## DO THIS:
Pick out and copy each line in the entries below that contains the string "Should". Case matters.

<<<<

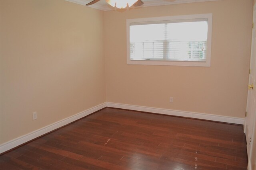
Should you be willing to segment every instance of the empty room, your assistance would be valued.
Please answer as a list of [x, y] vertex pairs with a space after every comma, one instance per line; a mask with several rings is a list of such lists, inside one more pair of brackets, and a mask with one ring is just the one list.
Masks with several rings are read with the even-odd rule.
[[256, 170], [256, 0], [0, 0], [0, 169]]

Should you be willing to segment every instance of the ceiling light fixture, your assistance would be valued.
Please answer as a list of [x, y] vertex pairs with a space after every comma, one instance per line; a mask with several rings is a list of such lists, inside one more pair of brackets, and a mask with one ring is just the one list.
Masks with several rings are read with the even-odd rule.
[[106, 0], [106, 2], [113, 7], [118, 8], [125, 8], [127, 7], [130, 7], [138, 0]]
[[[89, 6], [100, 0], [93, 0], [85, 5]], [[106, 2], [113, 7], [116, 7], [120, 9], [125, 8], [127, 6], [128, 8], [132, 6], [135, 7], [140, 6], [144, 4], [142, 0], [106, 0]]]

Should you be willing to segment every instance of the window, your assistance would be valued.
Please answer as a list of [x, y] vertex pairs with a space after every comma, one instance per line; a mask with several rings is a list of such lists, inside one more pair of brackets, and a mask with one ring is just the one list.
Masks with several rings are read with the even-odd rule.
[[212, 21], [212, 14], [127, 20], [127, 64], [210, 66]]

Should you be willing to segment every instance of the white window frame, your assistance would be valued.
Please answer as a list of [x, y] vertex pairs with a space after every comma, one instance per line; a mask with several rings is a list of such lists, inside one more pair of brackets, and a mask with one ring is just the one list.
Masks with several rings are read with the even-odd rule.
[[[130, 58], [130, 23], [142, 22], [150, 22], [159, 21], [170, 21], [190, 19], [206, 19], [208, 30], [206, 41], [206, 61], [174, 61], [156, 60], [131, 60]], [[126, 20], [127, 32], [127, 64], [140, 65], [160, 65], [169, 66], [194, 66], [210, 67], [211, 65], [211, 51], [212, 43], [212, 14], [188, 15], [184, 16], [170, 16], [137, 18]]]

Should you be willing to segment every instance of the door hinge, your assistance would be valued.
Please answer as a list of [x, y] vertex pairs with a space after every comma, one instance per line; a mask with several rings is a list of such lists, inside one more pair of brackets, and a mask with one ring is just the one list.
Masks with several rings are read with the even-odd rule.
[[250, 145], [251, 143], [252, 143], [252, 138], [250, 137], [250, 140], [249, 141], [249, 145]]

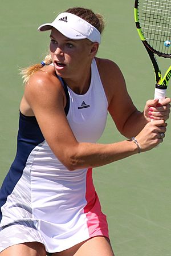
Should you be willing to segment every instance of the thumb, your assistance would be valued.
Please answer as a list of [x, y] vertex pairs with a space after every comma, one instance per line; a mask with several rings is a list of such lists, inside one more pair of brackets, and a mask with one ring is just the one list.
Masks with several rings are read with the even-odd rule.
[[157, 106], [159, 104], [158, 99], [155, 99], [153, 100], [149, 100], [146, 103], [146, 105], [148, 108], [150, 108], [150, 107]]

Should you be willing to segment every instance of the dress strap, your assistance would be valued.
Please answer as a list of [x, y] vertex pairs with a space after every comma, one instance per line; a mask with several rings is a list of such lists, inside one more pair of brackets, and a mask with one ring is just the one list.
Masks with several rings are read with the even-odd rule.
[[65, 92], [65, 95], [66, 95], [66, 99], [67, 99], [67, 103], [66, 103], [66, 105], [64, 108], [64, 111], [65, 111], [66, 115], [67, 116], [68, 113], [69, 108], [70, 108], [70, 95], [69, 95], [67, 86], [66, 83], [64, 82], [64, 80], [63, 80], [63, 79], [62, 78], [61, 78], [60, 76], [59, 76], [57, 74], [56, 74], [56, 75], [57, 78], [60, 80], [60, 81], [62, 83], [62, 85], [64, 88], [64, 92]]

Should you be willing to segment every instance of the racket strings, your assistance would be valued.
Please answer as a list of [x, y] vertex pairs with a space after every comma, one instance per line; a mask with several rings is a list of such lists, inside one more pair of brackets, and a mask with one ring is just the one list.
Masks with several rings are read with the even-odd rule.
[[149, 44], [160, 52], [170, 54], [171, 0], [139, 1], [139, 16], [144, 36]]

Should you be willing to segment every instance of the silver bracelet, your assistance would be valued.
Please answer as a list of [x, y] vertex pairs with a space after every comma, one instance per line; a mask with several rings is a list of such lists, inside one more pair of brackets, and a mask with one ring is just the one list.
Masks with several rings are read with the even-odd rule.
[[131, 138], [131, 140], [136, 144], [136, 145], [138, 148], [138, 152], [139, 152], [139, 153], [140, 153], [141, 152], [141, 148], [140, 147], [140, 145], [139, 144], [138, 141], [134, 137], [132, 137], [132, 138]]

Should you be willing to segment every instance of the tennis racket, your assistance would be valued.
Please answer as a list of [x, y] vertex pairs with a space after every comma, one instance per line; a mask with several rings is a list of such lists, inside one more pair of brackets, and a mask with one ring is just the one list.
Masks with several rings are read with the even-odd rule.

>>>>

## TASK ANSWER:
Should you be willing to segment every instance of the empty room, your assistance would be valued.
Should you be willing to segment every instance of the ceiling light fixture, your assistance would be valued.
Should you be willing to segment every instance of the window, your assistance would be valued.
Should you be willing to segment every instance of the white window frame, your assistance would be valued.
Should you be willing to segment every instance of the door hinge, your assistance would be valued.
Should you be willing to segment every instance of the thumb, your assistance would be valued.
Should you be willing to segment every instance of the dress strap, your assistance would be valued.
Should you be willing to segment every instance of the racket strings, your assistance would be valued.
Should you be willing to segment every instance of the silver bracelet, your assistance would be valued.
Should you be willing to segment every instance of the tennis racket, your assistance would be valued.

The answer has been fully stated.